■ **Task description**
Please retype every record below exactly, leaving the pictures out.

▼

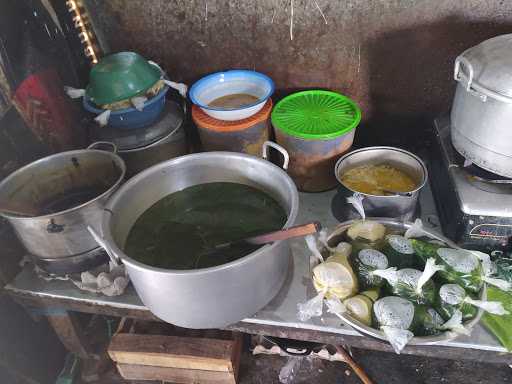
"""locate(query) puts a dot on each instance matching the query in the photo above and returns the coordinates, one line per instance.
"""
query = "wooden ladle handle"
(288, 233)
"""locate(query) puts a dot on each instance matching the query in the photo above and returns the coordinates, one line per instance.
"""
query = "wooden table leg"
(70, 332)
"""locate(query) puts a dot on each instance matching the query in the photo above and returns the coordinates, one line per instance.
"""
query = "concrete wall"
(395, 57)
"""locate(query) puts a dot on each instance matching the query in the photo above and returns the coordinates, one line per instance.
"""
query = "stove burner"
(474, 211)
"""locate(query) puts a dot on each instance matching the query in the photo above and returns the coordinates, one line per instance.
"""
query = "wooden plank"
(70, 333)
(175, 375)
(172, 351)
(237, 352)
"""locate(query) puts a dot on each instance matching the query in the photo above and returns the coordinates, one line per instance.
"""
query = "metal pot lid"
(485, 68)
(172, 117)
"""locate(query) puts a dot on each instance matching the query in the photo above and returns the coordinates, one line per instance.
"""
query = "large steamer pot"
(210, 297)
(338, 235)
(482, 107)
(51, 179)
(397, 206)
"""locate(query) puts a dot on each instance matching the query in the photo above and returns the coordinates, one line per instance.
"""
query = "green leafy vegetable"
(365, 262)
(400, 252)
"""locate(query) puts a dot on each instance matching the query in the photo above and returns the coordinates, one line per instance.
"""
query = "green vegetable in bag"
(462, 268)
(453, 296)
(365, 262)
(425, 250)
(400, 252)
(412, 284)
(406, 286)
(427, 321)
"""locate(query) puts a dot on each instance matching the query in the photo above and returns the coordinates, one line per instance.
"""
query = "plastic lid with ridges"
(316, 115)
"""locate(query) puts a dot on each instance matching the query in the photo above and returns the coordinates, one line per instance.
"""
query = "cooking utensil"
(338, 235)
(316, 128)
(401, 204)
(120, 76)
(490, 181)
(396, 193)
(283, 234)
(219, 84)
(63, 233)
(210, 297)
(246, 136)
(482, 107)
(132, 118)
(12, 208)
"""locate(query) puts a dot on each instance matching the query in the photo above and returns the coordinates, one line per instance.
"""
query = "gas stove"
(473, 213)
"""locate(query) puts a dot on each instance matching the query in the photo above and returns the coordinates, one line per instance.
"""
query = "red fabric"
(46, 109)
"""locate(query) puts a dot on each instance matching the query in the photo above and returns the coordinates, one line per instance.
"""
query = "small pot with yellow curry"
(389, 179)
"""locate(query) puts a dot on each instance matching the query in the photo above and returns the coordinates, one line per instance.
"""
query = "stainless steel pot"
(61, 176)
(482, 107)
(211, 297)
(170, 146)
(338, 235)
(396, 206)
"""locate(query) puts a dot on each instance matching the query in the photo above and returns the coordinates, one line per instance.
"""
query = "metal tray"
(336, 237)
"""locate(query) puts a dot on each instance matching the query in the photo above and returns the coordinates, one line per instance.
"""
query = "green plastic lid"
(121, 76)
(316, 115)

▲

■ **Task answer**
"""locate(query) puts a dot on each instance matching the query in the photo above and returns the coordinates, one line per instance.
"""
query = "wooden ladle handle"
(288, 233)
"""locate(query) puts a dot on each instance matching the query in the photo above and returns the coordinates, one line per instance.
"""
query = "wooden table leg"
(70, 332)
"""locate(query) puts a dot on each instance matching the query in the photo above and returns the coordinates, one line per instance.
"""
query = "concrete wall"
(395, 57)
"""locate(query) puts a dot on each instance matching the query in the photo above and returns the coordinates, one line per instance.
"""
query = "stove burner"
(474, 211)
"""locate(query) puts a dot on each instance matching the query in the photo above and returns the coordinates, one line per instance.
"""
query = "wooden plank"
(70, 333)
(175, 375)
(172, 351)
(237, 352)
"""locate(query) puts a dot on each instance matching the query in the photo above and returns the coordinates, one line per instance.
"""
query = "metal pot lid"
(485, 68)
(172, 117)
"""locate(query) puts a dot on each instance matching the query in the photo above and returns the coordinates, one line per instance.
"""
query = "large steamer pot"
(210, 297)
(338, 235)
(482, 107)
(51, 179)
(397, 206)
"""locate(query) puts a dot on each instance matching the query in the photo above and returns the coordinates, one line per instance.
"""
query = "green leafy vegetable"
(365, 262)
(400, 252)
"""locate(query) puts a dot on each instance matching the query in the photo above and returns the coordinates, one line per instance.
"""
query = "green vegetable in bag"
(462, 268)
(453, 296)
(365, 262)
(425, 250)
(400, 252)
(412, 284)
(406, 286)
(427, 321)
"""locate(query) puts a dot on each instance matching the query in the photo above and returns the coordinates, one line per instance.
"""
query = "plastic lid with ridges"
(316, 115)
"""locate(query) puts a dot on each instance matching the query in the photo above and returns the coordinates, one line per instance.
"""
query = "cooking utensil"
(338, 235)
(316, 128)
(401, 204)
(120, 76)
(490, 181)
(396, 193)
(283, 234)
(219, 84)
(63, 233)
(210, 297)
(246, 136)
(482, 107)
(132, 118)
(12, 208)
"""locate(query) puts a dot on each instance matching the query in the photo above and returns the coordinates, one line per instance.
"""
query = "gas stove"
(473, 213)
"""locate(query) puts a dot on each instance matching the query in the photo above and returns the coordinates, one line per instance.
"""
query = "red fabric"
(46, 109)
"""locate(query) puts a dot on each instance matching the query in the photo above and returns the coordinates, one line per instance.
"""
query = "small pot with yellow curry"
(389, 179)
"""locate(query) puts a dot on each instance matching the query in the photo above and returns the coordinates, one line per instance.
"""
query = "stainless steel pot"
(61, 176)
(482, 107)
(211, 297)
(170, 146)
(338, 235)
(396, 206)
"""locate(query) puts a dot on each instance matching the query in the photo above and returns the coordinates, one line per instance.
"""
query = "metal tray"
(336, 237)
"""locate(query) puts a dot on each instance matching the query in the photo above and returns the coordinates, one line per instance.
"""
query = "green plastic lid"
(121, 76)
(316, 115)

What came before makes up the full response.